TEXT UNDER STUDY
Tuesday, October 14, 2014

Everyone Knows

I once did analysis on the results of a community survey. When we took the top three issues as reported in aggregate, we found that nearly 100% of everyone would know someone with one suffering or facing one of these social issues. We related it this way: "Step outside your front door. Look at the houses to the left and right and across the street. One of those houses has someone involved in substance abuse, domestic violence or feeling underemployed and struggling financially." Mitigating this somewhat was the knowledge that perhaps the issues weren't as great as being reported. If everyone knows the town's only drunk then, when it's asked if you know anyone who is abusing alcohol, 100% of the respondents will say "yes". An analyst might think that 50% of the people are abusing as reported by the other 50% of the population or equal to whatever the responding percentage is.

Same problem can occur with employee surveys. If the questions are asked about what people know is happening around them, then the problem might appear worse than it is. "Do you know of any sexual harassment taking place in our company?" The percentage of affirmative responses might be inflated by the 'town drunk' syndrome. "Do you know of anyone who left the company because they were underpaid?" "Has anyone left because of a toxic boss?" "Is top management's communication clear to you and your co-workers?" (One person who shares their confusion over ambiguity, inaccuracies, etc. would taint the percentage of 'yes' responses.) "Are managers approachable if you have a work problem?" (One unapproachable boss that everyone knows...you get the idea...)

WORK REQUIRED
Write out everything in the piece on surveys from "I once did analysis" down to "responding percentage is.", word for word.

EXTRACTED DATA
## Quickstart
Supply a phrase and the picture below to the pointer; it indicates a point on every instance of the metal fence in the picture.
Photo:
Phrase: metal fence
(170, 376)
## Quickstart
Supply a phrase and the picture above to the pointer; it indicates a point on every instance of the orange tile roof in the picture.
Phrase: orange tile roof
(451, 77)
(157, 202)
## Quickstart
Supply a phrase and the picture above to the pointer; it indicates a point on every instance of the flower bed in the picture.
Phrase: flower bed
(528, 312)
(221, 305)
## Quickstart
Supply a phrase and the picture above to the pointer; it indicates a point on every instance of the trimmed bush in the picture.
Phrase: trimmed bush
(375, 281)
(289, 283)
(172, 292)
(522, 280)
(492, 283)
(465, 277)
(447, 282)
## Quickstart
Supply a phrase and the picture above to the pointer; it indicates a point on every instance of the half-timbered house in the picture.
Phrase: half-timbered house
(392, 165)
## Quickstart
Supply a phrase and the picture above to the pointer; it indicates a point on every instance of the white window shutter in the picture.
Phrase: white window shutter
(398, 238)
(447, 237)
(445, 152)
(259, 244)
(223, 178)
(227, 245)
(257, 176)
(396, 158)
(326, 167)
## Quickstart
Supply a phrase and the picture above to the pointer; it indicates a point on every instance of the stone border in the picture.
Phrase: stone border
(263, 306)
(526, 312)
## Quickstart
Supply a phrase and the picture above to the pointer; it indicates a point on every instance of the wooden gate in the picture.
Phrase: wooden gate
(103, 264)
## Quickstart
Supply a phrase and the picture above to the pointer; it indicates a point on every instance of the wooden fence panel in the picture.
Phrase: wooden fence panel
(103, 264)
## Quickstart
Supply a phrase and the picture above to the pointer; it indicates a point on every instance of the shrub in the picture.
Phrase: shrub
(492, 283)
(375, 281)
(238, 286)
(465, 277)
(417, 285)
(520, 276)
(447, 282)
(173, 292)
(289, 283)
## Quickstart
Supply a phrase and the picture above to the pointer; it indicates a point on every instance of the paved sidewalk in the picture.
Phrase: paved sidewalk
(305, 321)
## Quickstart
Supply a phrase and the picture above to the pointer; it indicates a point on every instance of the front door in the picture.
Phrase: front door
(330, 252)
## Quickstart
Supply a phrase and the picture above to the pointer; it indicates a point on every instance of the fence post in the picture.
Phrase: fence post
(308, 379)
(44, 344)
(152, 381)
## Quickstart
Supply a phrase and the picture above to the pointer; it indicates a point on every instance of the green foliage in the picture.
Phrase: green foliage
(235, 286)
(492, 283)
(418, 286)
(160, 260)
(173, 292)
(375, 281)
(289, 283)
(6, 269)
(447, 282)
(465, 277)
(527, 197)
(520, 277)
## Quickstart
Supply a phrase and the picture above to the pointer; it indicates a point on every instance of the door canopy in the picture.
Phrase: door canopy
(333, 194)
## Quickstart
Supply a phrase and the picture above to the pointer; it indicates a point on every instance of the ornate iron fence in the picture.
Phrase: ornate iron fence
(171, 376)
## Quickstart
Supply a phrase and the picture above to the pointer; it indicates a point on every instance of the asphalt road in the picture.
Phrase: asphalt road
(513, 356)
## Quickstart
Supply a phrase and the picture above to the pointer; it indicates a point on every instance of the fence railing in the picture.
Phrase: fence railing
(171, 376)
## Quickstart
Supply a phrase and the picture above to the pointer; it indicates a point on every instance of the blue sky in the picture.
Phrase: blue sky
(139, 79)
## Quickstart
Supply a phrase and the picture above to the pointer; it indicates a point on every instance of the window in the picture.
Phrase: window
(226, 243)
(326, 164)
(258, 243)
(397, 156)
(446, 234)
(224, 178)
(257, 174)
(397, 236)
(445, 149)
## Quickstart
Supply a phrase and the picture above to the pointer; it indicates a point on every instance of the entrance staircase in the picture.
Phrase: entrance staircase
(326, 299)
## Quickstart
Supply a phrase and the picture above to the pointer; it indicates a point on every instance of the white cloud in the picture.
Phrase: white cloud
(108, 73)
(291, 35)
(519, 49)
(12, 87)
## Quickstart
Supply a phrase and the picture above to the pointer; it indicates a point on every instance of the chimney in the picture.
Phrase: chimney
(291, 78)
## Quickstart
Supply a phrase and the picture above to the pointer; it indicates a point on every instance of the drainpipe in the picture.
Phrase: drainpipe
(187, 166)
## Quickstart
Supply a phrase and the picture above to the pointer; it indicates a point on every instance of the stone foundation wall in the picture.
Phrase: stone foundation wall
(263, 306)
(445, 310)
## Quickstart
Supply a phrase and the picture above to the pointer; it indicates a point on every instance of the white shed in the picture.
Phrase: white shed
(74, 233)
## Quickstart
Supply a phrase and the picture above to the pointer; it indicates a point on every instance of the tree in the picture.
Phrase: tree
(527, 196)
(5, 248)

YOUR RESPONSE
I once did analysis on the results of a community survey. When we took the top three issues as reported in aggregate, we found that nearly 100% of everyone would know someone with one suffering or facing one of these social issues. We related it this way: "Step outside your front door. Look at the houses to the left and right and across the street. One of those houses has someone involved in substance abuse, domestic violence or feeling underemployed and struggling financially." Mitigating this somewhat was the knowledge that perhaps the issues weren't as great as being reported. If everyone knows the town's only drunk then, when it's asked if you know anyone who is abusing alcohol, 100% of the respondents will say "yes". An analyst might think that 50% of the people are abusing as reported by the other 50% of the population or equal to whatever the responding percentage is.